━━━ Information shown
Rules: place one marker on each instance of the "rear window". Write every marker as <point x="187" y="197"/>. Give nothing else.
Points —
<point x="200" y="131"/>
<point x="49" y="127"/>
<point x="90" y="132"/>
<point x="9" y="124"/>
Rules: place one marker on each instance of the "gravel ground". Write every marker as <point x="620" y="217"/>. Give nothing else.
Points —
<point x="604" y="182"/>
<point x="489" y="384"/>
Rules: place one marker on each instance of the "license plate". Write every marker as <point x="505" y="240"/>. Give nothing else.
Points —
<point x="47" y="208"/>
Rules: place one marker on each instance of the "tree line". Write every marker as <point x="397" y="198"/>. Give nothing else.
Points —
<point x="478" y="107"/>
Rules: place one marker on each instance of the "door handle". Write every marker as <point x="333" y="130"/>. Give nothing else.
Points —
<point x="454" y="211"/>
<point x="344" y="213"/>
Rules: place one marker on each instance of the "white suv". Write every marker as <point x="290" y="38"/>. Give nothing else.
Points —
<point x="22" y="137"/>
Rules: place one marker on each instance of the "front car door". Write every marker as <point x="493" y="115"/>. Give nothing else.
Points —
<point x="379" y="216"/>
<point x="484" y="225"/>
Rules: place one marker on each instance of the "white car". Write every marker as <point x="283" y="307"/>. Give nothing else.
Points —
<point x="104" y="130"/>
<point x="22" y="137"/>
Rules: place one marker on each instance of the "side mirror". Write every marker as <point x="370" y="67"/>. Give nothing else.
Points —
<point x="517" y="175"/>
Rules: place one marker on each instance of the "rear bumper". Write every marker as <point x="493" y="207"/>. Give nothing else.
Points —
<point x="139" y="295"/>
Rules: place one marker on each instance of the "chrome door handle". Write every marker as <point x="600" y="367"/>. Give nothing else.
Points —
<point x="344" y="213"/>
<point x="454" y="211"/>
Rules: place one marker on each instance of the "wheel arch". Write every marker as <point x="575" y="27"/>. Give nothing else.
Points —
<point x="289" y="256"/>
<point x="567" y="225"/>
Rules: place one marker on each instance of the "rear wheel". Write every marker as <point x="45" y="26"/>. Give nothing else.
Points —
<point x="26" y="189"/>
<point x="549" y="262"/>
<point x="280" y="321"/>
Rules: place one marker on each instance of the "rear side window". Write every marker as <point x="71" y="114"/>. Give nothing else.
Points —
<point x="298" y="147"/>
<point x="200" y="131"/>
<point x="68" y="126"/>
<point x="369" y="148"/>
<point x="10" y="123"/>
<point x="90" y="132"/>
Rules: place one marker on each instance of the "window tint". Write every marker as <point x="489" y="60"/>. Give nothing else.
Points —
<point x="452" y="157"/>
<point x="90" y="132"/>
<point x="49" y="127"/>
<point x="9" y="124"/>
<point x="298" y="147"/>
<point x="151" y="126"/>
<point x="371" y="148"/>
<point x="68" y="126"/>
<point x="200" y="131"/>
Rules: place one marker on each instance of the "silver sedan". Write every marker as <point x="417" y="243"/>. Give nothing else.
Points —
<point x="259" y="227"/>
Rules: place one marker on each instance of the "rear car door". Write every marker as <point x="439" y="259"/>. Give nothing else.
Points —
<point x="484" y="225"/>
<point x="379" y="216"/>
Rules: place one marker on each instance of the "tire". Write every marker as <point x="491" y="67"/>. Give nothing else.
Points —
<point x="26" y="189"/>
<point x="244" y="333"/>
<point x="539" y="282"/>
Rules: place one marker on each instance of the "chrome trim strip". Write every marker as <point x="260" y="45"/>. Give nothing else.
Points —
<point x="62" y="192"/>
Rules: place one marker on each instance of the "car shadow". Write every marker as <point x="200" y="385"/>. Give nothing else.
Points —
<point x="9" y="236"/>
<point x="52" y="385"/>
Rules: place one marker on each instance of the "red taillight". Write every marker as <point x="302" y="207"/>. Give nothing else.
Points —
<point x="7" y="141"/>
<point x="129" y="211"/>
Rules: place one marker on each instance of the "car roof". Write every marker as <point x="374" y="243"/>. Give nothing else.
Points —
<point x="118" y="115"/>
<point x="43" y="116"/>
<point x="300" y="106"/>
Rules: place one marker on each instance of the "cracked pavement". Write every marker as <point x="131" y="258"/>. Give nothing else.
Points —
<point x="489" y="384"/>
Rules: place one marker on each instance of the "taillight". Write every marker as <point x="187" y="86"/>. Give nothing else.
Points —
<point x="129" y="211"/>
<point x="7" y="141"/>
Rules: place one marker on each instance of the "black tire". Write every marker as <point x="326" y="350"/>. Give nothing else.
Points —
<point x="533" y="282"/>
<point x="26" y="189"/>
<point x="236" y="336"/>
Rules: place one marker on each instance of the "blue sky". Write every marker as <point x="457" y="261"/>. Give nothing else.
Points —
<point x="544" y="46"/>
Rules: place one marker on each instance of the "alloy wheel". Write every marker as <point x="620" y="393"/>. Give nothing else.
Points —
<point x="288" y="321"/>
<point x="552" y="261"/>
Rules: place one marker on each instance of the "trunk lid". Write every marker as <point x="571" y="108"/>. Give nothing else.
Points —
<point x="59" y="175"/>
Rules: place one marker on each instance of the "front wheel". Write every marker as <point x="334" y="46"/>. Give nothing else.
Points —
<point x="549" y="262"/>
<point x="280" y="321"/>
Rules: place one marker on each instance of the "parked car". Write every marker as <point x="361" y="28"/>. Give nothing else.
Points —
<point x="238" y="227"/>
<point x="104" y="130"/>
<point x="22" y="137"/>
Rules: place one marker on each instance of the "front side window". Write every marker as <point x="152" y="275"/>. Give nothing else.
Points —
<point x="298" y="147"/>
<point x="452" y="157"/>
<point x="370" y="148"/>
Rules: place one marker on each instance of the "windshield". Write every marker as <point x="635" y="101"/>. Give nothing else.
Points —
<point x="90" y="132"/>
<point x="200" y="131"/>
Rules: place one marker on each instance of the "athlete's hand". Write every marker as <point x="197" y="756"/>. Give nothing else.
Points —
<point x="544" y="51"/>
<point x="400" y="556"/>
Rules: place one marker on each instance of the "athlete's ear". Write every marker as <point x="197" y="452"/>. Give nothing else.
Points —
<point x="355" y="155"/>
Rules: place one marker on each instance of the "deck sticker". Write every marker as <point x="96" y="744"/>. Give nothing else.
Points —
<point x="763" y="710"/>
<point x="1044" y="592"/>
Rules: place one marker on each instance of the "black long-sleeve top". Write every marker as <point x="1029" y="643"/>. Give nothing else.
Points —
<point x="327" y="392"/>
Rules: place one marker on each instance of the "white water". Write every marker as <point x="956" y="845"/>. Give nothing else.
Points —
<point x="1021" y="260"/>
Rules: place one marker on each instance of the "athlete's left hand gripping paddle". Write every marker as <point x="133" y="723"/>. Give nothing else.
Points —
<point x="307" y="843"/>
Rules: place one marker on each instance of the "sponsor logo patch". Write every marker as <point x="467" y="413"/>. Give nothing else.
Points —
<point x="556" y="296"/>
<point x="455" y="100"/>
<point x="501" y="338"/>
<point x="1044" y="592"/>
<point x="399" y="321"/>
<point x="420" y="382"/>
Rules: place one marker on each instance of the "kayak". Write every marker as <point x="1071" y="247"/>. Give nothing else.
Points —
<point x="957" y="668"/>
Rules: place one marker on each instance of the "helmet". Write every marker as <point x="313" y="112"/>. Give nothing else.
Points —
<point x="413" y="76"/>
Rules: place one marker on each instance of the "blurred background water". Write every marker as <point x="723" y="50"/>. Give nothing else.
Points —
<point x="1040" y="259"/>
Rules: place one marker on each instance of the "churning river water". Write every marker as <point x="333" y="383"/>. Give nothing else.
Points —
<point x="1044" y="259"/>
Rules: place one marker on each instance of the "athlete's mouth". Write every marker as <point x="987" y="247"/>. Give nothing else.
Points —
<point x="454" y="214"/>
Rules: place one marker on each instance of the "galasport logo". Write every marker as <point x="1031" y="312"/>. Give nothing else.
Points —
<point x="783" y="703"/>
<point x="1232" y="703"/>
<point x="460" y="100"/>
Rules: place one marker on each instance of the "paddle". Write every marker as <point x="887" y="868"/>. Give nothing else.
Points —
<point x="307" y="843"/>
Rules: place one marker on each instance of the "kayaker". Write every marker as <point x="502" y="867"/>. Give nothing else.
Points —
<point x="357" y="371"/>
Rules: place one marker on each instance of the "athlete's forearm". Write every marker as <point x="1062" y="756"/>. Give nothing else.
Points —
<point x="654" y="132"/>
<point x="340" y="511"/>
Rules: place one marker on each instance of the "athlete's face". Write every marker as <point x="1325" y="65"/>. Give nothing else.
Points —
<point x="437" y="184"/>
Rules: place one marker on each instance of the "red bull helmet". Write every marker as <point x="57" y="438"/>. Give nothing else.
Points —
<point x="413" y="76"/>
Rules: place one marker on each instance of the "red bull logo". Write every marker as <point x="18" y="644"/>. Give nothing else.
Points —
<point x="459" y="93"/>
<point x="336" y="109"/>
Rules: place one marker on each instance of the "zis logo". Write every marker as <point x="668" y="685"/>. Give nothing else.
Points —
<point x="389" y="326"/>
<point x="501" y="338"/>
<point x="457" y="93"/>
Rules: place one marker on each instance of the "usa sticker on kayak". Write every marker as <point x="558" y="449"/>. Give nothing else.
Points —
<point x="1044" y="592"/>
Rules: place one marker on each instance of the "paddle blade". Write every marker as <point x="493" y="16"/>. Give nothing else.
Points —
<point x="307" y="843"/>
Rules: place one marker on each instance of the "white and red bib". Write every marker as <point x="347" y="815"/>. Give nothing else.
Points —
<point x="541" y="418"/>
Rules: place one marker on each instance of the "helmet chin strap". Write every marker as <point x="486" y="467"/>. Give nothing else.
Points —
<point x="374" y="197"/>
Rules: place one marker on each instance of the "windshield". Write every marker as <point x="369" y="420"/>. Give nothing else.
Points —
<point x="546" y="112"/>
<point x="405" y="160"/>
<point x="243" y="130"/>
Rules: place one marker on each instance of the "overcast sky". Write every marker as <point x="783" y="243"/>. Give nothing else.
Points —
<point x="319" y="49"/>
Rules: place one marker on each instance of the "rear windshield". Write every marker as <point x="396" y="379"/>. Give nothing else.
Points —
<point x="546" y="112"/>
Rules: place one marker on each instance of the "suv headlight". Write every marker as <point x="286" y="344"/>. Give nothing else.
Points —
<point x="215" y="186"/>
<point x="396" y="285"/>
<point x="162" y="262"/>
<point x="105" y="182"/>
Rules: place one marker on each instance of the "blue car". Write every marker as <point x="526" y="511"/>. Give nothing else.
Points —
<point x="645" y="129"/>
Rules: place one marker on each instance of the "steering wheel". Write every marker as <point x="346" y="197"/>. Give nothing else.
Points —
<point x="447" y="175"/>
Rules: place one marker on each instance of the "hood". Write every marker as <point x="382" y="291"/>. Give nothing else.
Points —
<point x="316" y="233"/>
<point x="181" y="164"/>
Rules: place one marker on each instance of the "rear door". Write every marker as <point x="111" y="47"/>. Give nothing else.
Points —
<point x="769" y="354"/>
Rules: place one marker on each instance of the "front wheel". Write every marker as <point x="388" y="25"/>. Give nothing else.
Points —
━━━━━━
■ **Written exercise**:
Return every line of the records above that contains the string "water", matching case exactly.

■ **Answer to this task**:
Rules: place one marker on each instance of the "white water". Write every marker as <point x="956" y="845"/>. Give nothing else.
Rules: place one marker on each instance of the "blurred background water". Write every marker as <point x="723" y="50"/>. Give nothing else.
Rules: place one marker on each instance of the "churning river water". Write every marker as <point x="333" y="383"/>. Give nothing else.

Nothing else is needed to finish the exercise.